Tasks to perform:
[A] From the proposal on quantitative skills, copy word for word everything from "The task force" down to "on quantitative skills.".
[B] According to the proposal on quantitative skills, how many part-time faculty are listed for the Z Sections (AY 2007-08)?
[C] Translate this sentence from the proposal on quantitative skills into Spanish: "As suggested above, the videos and the Z sections are part of a multi-pronged effort to increase pass rates in Math courses and other courses that draw on quantitative skills."

Source document:
************

The task force will be charged with producing a report of its findings, as well as sample syllabi and assignments for several courses within both the common core and the business core curricula.
As suggested above, the videos and the Z sections are part of a multi-pronged effort to increase pass rates in Math courses and other courses that draw on quantitative skills.
Coordination with Campaign priorities and other college programs (including grant-funded projects): As is true of our Communications Skills initiative, the Campaign priority most directly addressed by the components of this proposal is the improvement of teaching and learning, here in the area of quantitative skills. Academic support is coupled with faculty development, with the assistance of College Now, Institutional Research, and the Student Academic Consulting Center, and the extensive involvement of the SEEK program.
Assessment Plans: We will assess immersion and the SEEK Summer Experience by tracking the success of the students in the designated examinations as well as in their academic study afterwards. Whereas a crucial measure of our task force will be whether any redesigned syllabi and assignments contribute to enhanced student success throughout the curriculum, evaluation of the success of the videos and the Z sections will be more targeted: do pass rates for precalculus and calculus improve?
Participants: Number of… Students FT Fac PT Fac
Math Immersion: 100 4 4
Summer Experience for SEEK students: 100-110 0 3
January Math Program for SEEK students: 100+ 0 1
Z Sections (AY 2007-08): 180 0 12
Video Tutorials for Exam Prep: N/A 2 0
Task Force in Quantitative Pedagogy: N/A* 6 0
WAC/WID Faculty Partners Initiative: N/A 2 0
Math Department Workshops N/A 20 20
Master Teacher Series: N/A 20-30 20-30
* Each component marked N/A has indirect impact on thousands of students.

************

Source material:
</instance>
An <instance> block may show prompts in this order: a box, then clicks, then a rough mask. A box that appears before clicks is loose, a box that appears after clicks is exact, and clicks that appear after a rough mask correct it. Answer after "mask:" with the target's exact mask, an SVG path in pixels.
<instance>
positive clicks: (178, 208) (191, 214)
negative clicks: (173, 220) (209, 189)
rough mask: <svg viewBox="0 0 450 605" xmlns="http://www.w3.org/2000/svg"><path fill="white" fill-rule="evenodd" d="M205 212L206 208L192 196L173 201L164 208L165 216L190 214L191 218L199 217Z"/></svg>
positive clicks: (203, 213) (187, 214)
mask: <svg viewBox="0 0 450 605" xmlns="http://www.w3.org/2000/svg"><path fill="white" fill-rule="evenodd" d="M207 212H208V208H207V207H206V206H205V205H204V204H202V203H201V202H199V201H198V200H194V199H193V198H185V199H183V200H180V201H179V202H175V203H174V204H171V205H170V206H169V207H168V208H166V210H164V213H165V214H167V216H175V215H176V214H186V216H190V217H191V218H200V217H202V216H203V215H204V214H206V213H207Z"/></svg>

************

Answers to each task:
[A]
The task force will be charged with producing a report of its findings, as well as sample syllabi and assignments for several courses within both the common core and the business core curricula.
As suggested above, the videos and the Z sections are part of a multi-pronged effort to increase pass rates in Math courses and other courses that draw on quantitative skills.

[B] 12

[C] Como se sugirió anteriormente, los videos y las secciones Z forman parte de un esfuerzo múltiple para aumentar las tasas de aprobación en los cursos de Matemáticas y en otros cursos que se basan en habilidades cuantitativas.